┏━━
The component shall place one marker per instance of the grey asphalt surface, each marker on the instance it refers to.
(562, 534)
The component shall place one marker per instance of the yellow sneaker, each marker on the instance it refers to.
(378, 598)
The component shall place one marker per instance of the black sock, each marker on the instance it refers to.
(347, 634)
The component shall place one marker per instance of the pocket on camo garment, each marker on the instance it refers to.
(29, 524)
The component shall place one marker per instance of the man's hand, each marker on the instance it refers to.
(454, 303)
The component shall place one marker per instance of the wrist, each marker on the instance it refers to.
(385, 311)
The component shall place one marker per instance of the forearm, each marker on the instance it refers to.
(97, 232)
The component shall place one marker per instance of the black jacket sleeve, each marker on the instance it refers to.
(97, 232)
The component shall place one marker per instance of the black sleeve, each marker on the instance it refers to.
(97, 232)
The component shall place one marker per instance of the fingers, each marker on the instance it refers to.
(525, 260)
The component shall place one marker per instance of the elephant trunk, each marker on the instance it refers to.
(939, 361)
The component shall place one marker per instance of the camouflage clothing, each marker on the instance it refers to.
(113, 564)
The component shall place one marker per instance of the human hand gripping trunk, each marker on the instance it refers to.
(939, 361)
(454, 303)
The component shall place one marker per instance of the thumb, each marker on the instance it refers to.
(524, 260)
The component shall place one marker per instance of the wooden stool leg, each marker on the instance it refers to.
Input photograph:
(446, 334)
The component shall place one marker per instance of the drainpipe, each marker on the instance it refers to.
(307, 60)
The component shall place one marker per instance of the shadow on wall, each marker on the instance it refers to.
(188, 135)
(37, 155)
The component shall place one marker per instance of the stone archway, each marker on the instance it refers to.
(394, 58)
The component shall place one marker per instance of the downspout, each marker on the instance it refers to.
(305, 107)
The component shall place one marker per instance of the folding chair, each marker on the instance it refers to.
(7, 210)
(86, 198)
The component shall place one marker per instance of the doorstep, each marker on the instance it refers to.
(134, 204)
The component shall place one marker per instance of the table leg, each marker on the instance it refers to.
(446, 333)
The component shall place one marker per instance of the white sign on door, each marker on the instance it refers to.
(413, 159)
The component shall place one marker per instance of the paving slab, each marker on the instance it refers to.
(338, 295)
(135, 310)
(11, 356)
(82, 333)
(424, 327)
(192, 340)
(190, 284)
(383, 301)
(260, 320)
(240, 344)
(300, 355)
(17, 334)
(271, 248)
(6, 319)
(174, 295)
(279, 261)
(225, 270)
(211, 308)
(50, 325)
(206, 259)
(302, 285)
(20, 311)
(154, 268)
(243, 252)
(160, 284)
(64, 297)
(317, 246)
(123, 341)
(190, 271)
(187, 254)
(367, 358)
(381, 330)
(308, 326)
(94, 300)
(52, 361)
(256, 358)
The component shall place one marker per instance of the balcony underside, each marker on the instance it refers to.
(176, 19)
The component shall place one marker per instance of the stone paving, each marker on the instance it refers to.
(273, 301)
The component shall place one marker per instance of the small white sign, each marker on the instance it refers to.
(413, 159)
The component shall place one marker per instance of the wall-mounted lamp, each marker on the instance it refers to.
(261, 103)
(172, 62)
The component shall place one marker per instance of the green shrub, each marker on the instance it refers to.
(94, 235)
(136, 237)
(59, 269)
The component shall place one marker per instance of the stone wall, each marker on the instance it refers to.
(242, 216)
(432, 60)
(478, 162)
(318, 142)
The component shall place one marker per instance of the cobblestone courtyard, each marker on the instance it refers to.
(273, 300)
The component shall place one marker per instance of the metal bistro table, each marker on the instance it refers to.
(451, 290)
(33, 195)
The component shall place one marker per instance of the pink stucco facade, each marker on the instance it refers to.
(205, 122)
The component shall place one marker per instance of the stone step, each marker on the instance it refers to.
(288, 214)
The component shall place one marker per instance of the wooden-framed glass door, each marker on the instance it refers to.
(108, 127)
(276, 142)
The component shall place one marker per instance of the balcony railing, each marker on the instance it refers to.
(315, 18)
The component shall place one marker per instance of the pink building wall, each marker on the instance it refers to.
┗━━
Would you please print every record exactly as written?

[Task result]
The component shall place one marker per instance of the grey asphalt surface, each marker on the instance it refers to.
(562, 534)
The component shall place one marker per instance of the yellow sneaker, each marker on the instance it refers to.
(378, 598)
The component shall place one marker per instance of the black sock, each marker on the instance it refers to.
(347, 634)
The component shall place one marker per instance of the pocket on camo garment, each marker on the instance it refers to.
(29, 524)
The component shall place one marker per instance of the man's hand, each marker on the instance it refers to.
(454, 303)
The component shall place one marker per instance of the wrist, each marker on the instance it refers to.
(385, 311)
The component shall place one marker per instance of the forearm, each marker on the instance it refers to.
(97, 232)
The component shall place one marker per instance of the black jacket sleeve, each marker on the instance it refers to.
(97, 232)
The component shall place one marker per instance of the black sleeve, each marker on the instance it refers to.
(97, 232)
The component shall place one marker per instance of the fingers, each marker on the instance it refers to.
(525, 260)
The component shall place one marker per instance of the elephant trunk, each marker on the instance it refers to.
(939, 361)
The component shall place one marker per instance of the camouflage clothing, each marker on the instance it refers to.
(113, 564)
The component shall place one marker per instance of the human hand gripping trunk, each marker on the instance it refers to.
(939, 361)
(454, 303)
The component shall place one marker per instance of the thumb, each marker on the instance it refers to.
(524, 260)
The component shall place one marker per instance of the wooden stool leg, each marker on the instance it refers to.
Input photograph:
(446, 334)
The component shall place one marker per instance of the drainpipe, each marker on the instance it refers to.
(307, 60)
The component shall place one marker per instance of the shadow on wall, each marker on the instance it refers to.
(188, 135)
(37, 155)
The component shall place one marker per instance of the stone archway, each marker on the instance it refers to.
(394, 58)
The component shall place one marker per instance of the downspout, each marker on the instance it refers to.
(305, 107)
The component shall place one marker per instance of the folding chair, each marker on the instance it refers to.
(7, 210)
(86, 198)
The component shall place one marker per instance of the doorstep, each marker on the instance it refers to.
(134, 204)
The component shall place one marker per instance of the table leg, each marker on the instance it refers to.
(446, 333)
The component shall place one marker per instance of the white sign on door, each marker on the instance it refers to.
(413, 159)
The component shall place one marker per instance of the paving slab, each marker on the instance it refers to.
(338, 295)
(135, 310)
(11, 356)
(82, 333)
(424, 327)
(192, 340)
(190, 284)
(383, 301)
(260, 320)
(240, 344)
(300, 355)
(17, 334)
(271, 248)
(6, 319)
(174, 295)
(279, 261)
(225, 270)
(211, 308)
(50, 325)
(206, 259)
(302, 285)
(20, 311)
(154, 268)
(243, 252)
(160, 284)
(64, 297)
(317, 246)
(123, 341)
(190, 271)
(187, 254)
(367, 358)
(381, 330)
(308, 326)
(94, 300)
(52, 361)
(256, 358)
The component shall place one marker per instance of the balcony underside, each marker on the instance it refers to.
(176, 19)
The component shall place one marker per instance of the stone paving, each marker on the instance it refers to.
(273, 301)
The component shall place one marker per instance of the small white sign, each marker on the instance it refers to.
(413, 159)
The component shall place one marker per instance of the wall-mounted lamp, each marker on the instance it refers to.
(261, 103)
(172, 62)
The component shall place one marker per instance of the green shrub, each marker on the instance it refers to.
(94, 235)
(136, 237)
(59, 269)
The component shall place one marker per instance of the stone wall, each marker on the instance it refers to.
(242, 216)
(432, 60)
(478, 162)
(318, 142)
The component shall place one marker per instance of the cobblestone courtyard, each marker on the instance it refers to.
(273, 300)
The component shall place one marker per instance of the metal bistro table, each marker on the instance it refers to.
(451, 290)
(33, 195)
The component shall place one marker per instance of the pink stucco facade, each marker on the instance it refers to.
(205, 122)
The component shall place one marker per instance of the stone step, each marker on the instance it refers to.
(288, 214)
The component shall place one marker per instance of the wooden-framed glass door, each marker on the instance it refers to.
(108, 127)
(276, 142)
The component shall place one marker per instance of the balcony railing, each marker on the instance it refers to.
(315, 18)
The component shall place one marker per instance of the pink building wall, each marker on the instance it refers to.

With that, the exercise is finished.